Omit the pictures, please, and give each record below again exactly.
##### Information given #####
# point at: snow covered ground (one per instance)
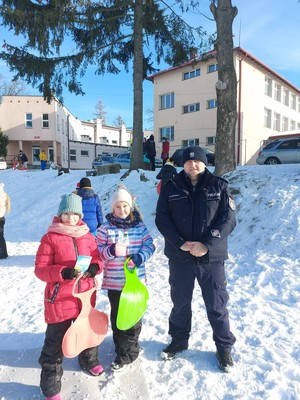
(263, 282)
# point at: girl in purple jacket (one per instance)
(123, 235)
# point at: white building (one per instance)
(32, 125)
(185, 104)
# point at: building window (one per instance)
(267, 118)
(268, 86)
(285, 97)
(191, 74)
(277, 92)
(73, 155)
(168, 132)
(190, 142)
(45, 120)
(212, 103)
(293, 101)
(276, 122)
(212, 68)
(292, 125)
(191, 108)
(167, 101)
(285, 124)
(210, 140)
(28, 120)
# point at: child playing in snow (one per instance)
(67, 238)
(4, 209)
(123, 235)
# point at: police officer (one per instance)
(195, 214)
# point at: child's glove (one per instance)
(136, 259)
(118, 249)
(91, 272)
(69, 273)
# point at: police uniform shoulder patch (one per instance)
(215, 233)
(231, 203)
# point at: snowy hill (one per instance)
(263, 274)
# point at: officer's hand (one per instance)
(198, 249)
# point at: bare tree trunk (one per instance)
(137, 134)
(226, 88)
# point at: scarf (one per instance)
(124, 223)
(73, 231)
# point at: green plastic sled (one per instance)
(133, 300)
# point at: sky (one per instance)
(263, 274)
(268, 29)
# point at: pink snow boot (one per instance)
(55, 397)
(98, 370)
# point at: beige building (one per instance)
(32, 125)
(185, 104)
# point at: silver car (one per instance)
(280, 151)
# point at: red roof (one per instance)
(213, 53)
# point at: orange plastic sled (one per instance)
(88, 330)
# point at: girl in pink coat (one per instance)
(67, 238)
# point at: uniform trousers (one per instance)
(212, 281)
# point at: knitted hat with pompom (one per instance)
(70, 203)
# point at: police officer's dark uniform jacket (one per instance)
(202, 213)
(211, 221)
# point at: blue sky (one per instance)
(267, 29)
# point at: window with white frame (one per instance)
(190, 142)
(28, 120)
(212, 68)
(293, 101)
(168, 132)
(277, 92)
(191, 108)
(191, 74)
(268, 86)
(292, 125)
(285, 124)
(285, 97)
(167, 101)
(73, 155)
(212, 103)
(210, 140)
(267, 118)
(276, 122)
(45, 120)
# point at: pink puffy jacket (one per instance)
(55, 253)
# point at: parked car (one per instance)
(280, 151)
(123, 159)
(3, 164)
(177, 156)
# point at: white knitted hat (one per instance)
(121, 194)
(70, 203)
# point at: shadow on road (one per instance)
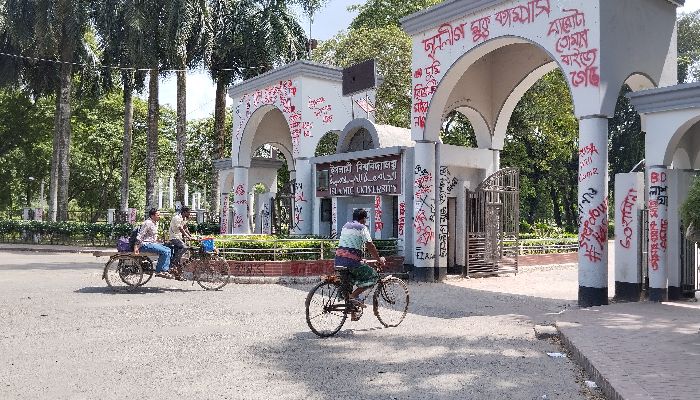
(139, 290)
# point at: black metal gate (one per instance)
(282, 209)
(690, 270)
(493, 224)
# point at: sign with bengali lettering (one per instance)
(363, 177)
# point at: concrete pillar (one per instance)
(424, 226)
(460, 226)
(224, 221)
(302, 217)
(264, 220)
(160, 193)
(240, 222)
(131, 215)
(378, 215)
(657, 180)
(629, 200)
(170, 192)
(679, 182)
(335, 230)
(110, 216)
(593, 212)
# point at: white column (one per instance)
(424, 240)
(593, 212)
(335, 232)
(378, 223)
(460, 225)
(240, 220)
(160, 193)
(224, 221)
(264, 220)
(302, 214)
(658, 228)
(446, 183)
(629, 199)
(170, 192)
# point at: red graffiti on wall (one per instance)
(402, 217)
(378, 224)
(572, 46)
(424, 232)
(594, 232)
(585, 156)
(321, 110)
(626, 210)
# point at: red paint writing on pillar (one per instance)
(626, 212)
(594, 232)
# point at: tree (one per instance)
(381, 13)
(122, 47)
(56, 31)
(186, 44)
(249, 38)
(689, 47)
(391, 47)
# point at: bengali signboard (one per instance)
(363, 177)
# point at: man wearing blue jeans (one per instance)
(147, 240)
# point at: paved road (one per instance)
(65, 336)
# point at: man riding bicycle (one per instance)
(353, 238)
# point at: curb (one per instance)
(54, 249)
(584, 362)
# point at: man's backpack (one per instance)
(132, 238)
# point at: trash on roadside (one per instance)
(557, 355)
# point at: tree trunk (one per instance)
(181, 136)
(556, 206)
(152, 140)
(126, 152)
(220, 134)
(63, 130)
(53, 178)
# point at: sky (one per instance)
#####
Written response:
# point at: snow covered ground (one per instance)
(263, 282)
# point at: girl in purple jacket (one per instance)
(123, 235)
# point at: white building (one per instance)
(32, 125)
(185, 104)
# point at: building window (one per instance)
(267, 118)
(268, 86)
(285, 97)
(191, 74)
(277, 92)
(73, 155)
(168, 132)
(190, 142)
(45, 120)
(212, 103)
(293, 101)
(276, 122)
(212, 68)
(292, 125)
(191, 108)
(167, 101)
(285, 124)
(210, 140)
(28, 120)
# point at: child playing in snow (one per instance)
(67, 238)
(4, 209)
(123, 235)
# point at: police officer (one per instance)
(195, 214)
# point at: child's glove (one per instance)
(136, 259)
(118, 249)
(91, 272)
(69, 273)
# point at: police uniform shoulder patch (one per instance)
(215, 233)
(231, 203)
# point at: snowy hill (one per instance)
(263, 274)
# point at: officer's hand (one per instance)
(198, 249)
# point at: bare tree trunk (one per instance)
(137, 134)
(226, 88)
# point at: scarf (one per instance)
(124, 223)
(73, 231)
# point at: green plastic sled (one per instance)
(133, 300)
# point at: sky (one per instance)
(263, 274)
(268, 29)
# point at: pink snow boot (one per instance)
(55, 397)
(98, 370)
# point at: beige building (one per instance)
(32, 125)
(185, 104)
# point at: silver car (one per instance)
(280, 151)
# point at: red roof (one per instance)
(213, 53)
# point at: orange plastic sled (one per instance)
(88, 330)
# point at: girl in pink coat (one per instance)
(67, 238)
# point at: uniform trousers (one per instance)
(212, 281)
# point at: knitted hat with pompom (one per instance)
(70, 203)
# point at: police officer's dark uniform jacket (one per instance)
(202, 213)
(211, 221)
# point at: blue sky (one per instance)
(267, 29)
# point at: window with white frame (one per instance)
(190, 142)
(28, 120)
(212, 68)
(293, 101)
(168, 132)
(277, 92)
(191, 108)
(191, 74)
(268, 86)
(292, 125)
(285, 124)
(285, 97)
(167, 101)
(73, 155)
(212, 103)
(210, 140)
(267, 118)
(276, 122)
(45, 120)
# point at: pink puffy jacket (one per instance)
(55, 253)
# point at: parked car (one per instance)
(280, 151)
(123, 159)
(3, 164)
(177, 156)
# point at: white knitted hat (one per instance)
(121, 194)
(70, 203)
# point at: shadow on road (one per instance)
(139, 290)
# point at: black metal gate (one per instance)
(282, 209)
(690, 270)
(493, 224)
# point at: sign with bengali lettering (one per instance)
(363, 177)
# point at: concrete pillar (one per instance)
(424, 226)
(460, 226)
(224, 221)
(302, 217)
(264, 220)
(160, 193)
(240, 222)
(131, 215)
(378, 215)
(657, 180)
(629, 200)
(170, 192)
(679, 182)
(335, 230)
(110, 216)
(593, 212)
# point at: white column (one per instance)
(424, 240)
(593, 212)
(335, 232)
(378, 223)
(460, 225)
(240, 220)
(160, 193)
(224, 221)
(264, 220)
(302, 214)
(658, 228)
(446, 183)
(629, 199)
(170, 192)
# point at: red graffiti on wall (one per instance)
(402, 217)
(378, 224)
(572, 46)
(424, 232)
(594, 232)
(585, 156)
(321, 110)
(626, 210)
# point at: red paint writing on pillar (one per instance)
(626, 212)
(594, 232)
# point at: tree (one per instance)
(381, 13)
(122, 47)
(56, 31)
(186, 44)
(249, 38)
(689, 47)
(391, 47)
# point at: bengali signboard (one per instance)
(363, 177)
# point at: man wearing blue jeans (one per instance)
(147, 240)
# point at: paved road (one per instance)
(65, 336)
# point at: man riding bicycle (one per instance)
(353, 238)
# point at: curb (one per instance)
(54, 249)
(584, 362)
# point at: man's backpack (one per instance)
(132, 238)
# point at: trash on roadside (one per instance)
(557, 355)
# point at: tree trunk (one per instance)
(181, 136)
(556, 206)
(152, 140)
(126, 152)
(220, 134)
(63, 130)
(53, 178)
# point at: sky (one per instance)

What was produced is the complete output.